> **Written problem 1**:
According to the call transcript, which two operators does the analyst say are in the process of qualifying their Cat M networks?

> **Supplied passage**:
━━━━━━━━━━━━━━━━

Sorry, just to clarify. You had said that you are seeing strong activity in the Cat 1 business right now driven by two modules, I thought you said partners, but maybe you said customers. Are those kind of buying...

Georges Karam

Management

Two customers buying modules with us. Obviously, Gemalto, I mentioned as well that they are ramping up. I don’t want to qualify them yet reaching my expectation but it's better and better each quarter and we have forecasted, it's ramping up. So I remain strongly positive for next year even if it's a little bit slower than what I hoped originally. But it's moving well. But my indication about the strong customer we had on the Cat 1 this quarter, they were module partners, module customers, if you want. Customers buying modules from us, not Gemalto.

Quinn Bolton

Analyst

Buying the Sequans branded modules. Got it. Okay. Great. And then the second question, just wondering if you give us an update on any of the operators looking at qualifying voice on their Cat M networks. I know you have mentioned AT&T and Verizon are sort of in the process of qualifying their Cat M networks. But just wondering if you are seeing any voice trials for Cat M starting to take place.

━━━━━━━━━━━━━━━━

> **Material supplied**:
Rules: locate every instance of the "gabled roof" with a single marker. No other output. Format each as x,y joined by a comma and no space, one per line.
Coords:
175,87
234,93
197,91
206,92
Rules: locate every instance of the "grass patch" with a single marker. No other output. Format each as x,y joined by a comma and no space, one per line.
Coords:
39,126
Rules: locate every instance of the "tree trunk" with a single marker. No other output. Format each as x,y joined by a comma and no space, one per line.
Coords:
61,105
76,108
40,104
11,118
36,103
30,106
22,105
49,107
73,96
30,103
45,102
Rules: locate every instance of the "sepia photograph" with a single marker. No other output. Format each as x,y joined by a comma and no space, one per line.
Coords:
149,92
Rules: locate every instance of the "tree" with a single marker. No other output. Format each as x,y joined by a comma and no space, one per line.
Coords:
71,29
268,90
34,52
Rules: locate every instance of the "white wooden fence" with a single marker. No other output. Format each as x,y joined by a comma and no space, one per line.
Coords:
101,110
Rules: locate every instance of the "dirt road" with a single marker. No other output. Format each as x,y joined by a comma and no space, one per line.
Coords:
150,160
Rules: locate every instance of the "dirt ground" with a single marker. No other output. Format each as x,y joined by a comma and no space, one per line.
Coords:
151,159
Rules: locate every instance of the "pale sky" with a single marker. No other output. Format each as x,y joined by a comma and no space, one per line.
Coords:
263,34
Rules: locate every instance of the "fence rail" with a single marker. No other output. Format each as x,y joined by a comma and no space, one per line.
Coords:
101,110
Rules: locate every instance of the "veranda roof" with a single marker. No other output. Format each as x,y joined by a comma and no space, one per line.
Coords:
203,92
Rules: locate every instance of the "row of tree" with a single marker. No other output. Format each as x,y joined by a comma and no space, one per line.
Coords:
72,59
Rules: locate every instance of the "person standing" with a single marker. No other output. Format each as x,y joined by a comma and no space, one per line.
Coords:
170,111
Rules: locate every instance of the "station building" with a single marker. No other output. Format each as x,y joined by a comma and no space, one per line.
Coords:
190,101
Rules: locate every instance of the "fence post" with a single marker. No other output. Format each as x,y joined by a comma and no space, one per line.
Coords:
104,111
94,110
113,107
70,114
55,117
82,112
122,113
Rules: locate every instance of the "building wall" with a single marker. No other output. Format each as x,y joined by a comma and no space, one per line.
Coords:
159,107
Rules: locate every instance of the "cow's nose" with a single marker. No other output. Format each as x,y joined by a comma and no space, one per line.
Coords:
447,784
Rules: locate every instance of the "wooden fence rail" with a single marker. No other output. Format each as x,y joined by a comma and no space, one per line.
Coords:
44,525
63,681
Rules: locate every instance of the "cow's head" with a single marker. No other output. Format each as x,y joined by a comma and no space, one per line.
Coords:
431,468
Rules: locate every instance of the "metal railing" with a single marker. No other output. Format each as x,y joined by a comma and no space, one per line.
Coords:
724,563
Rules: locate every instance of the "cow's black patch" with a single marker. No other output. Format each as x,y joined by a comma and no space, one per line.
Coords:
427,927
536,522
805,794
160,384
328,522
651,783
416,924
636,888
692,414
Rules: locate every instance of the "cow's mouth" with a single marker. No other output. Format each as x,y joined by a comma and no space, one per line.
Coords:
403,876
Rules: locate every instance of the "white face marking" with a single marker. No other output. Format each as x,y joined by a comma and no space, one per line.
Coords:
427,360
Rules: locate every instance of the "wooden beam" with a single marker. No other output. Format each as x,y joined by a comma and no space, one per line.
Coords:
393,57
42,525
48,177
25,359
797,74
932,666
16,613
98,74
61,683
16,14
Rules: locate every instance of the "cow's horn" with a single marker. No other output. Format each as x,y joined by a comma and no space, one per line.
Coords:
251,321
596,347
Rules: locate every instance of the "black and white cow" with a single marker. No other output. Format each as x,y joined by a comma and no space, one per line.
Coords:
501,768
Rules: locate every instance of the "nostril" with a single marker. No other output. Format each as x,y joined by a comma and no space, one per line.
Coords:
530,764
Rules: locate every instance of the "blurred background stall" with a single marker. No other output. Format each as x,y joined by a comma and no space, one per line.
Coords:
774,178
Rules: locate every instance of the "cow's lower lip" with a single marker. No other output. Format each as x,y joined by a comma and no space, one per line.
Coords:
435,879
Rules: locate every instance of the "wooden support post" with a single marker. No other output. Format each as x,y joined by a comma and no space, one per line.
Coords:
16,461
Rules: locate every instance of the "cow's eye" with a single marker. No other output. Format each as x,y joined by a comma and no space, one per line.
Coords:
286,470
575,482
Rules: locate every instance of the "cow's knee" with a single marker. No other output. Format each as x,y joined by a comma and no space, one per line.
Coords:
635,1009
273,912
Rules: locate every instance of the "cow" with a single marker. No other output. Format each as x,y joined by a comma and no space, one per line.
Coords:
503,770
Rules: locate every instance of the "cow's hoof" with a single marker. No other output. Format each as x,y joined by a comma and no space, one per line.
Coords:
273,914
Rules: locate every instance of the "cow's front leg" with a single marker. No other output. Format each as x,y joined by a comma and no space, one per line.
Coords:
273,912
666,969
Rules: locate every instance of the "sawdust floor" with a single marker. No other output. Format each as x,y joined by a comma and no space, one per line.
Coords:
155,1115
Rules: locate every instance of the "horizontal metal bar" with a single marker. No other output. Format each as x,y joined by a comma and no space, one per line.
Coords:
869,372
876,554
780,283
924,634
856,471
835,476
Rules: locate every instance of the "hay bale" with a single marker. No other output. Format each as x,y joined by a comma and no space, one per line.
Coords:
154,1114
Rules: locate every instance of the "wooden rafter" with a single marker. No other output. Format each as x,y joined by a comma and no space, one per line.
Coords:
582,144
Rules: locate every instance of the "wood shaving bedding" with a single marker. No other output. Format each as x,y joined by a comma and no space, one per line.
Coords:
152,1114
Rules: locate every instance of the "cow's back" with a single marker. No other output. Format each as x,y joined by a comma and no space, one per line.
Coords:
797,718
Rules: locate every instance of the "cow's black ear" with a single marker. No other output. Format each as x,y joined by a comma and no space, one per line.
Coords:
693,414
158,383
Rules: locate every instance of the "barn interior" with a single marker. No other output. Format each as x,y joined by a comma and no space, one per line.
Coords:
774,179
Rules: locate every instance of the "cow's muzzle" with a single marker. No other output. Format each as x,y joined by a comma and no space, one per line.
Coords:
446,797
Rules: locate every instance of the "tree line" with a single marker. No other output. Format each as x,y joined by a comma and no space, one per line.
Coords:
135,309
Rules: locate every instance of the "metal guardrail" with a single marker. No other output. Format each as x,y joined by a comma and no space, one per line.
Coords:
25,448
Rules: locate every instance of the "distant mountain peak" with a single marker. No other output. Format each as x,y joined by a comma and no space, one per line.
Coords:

━━━━━━━━━━━━━━━━

> **Written problem 2**:
Gather every line of the records that contains the word "building" and copy each one out.

> **Exercise answer 1**:
AT&T and Verizon.

> **Exercise answer 2**:
Rules: locate every instance of the "station building" with a single marker. No other output. Format each as x,y joined by a comma and no space, one per line.
Rules: locate every instance of the "building wall" with a single marker. No other output. Format each as x,y joined by a comma and no space, one per line.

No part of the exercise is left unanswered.